§ TASK BRIEF
Search the material for the string "skirt" and copy each line where it occurs.

§ INPUT
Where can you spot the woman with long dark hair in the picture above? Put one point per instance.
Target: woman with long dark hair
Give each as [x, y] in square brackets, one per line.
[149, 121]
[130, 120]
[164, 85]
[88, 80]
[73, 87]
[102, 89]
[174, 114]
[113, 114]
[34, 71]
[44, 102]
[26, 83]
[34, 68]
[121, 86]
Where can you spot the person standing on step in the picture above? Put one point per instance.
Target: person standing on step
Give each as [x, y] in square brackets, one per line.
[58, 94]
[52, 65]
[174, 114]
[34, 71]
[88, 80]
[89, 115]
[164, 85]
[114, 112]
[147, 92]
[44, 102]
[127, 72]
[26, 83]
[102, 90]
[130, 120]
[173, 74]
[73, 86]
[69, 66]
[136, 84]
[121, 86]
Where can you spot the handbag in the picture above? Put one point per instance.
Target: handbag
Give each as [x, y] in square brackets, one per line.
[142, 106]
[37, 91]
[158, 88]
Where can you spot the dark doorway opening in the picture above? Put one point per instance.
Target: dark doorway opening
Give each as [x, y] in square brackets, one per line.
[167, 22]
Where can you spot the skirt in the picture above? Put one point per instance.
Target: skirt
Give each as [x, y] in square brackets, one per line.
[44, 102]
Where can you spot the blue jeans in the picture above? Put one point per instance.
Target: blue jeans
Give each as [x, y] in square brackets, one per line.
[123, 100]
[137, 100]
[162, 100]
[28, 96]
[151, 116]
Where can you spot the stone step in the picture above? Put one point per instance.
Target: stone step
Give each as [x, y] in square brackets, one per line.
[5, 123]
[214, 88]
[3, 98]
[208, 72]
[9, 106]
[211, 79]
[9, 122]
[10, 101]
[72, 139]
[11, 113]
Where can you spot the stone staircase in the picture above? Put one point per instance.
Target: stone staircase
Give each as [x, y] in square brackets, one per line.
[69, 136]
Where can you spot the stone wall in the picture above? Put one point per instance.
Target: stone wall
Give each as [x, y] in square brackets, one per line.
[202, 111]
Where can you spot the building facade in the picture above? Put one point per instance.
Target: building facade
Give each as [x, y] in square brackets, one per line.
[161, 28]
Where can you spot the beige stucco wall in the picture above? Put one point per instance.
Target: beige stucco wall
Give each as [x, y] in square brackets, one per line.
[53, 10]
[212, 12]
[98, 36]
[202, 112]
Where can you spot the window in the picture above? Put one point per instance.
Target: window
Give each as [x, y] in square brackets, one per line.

§ WRITTEN RESPONSE
Where can you spot the skirt in the picture above? Put one point per instance.
Target: skirt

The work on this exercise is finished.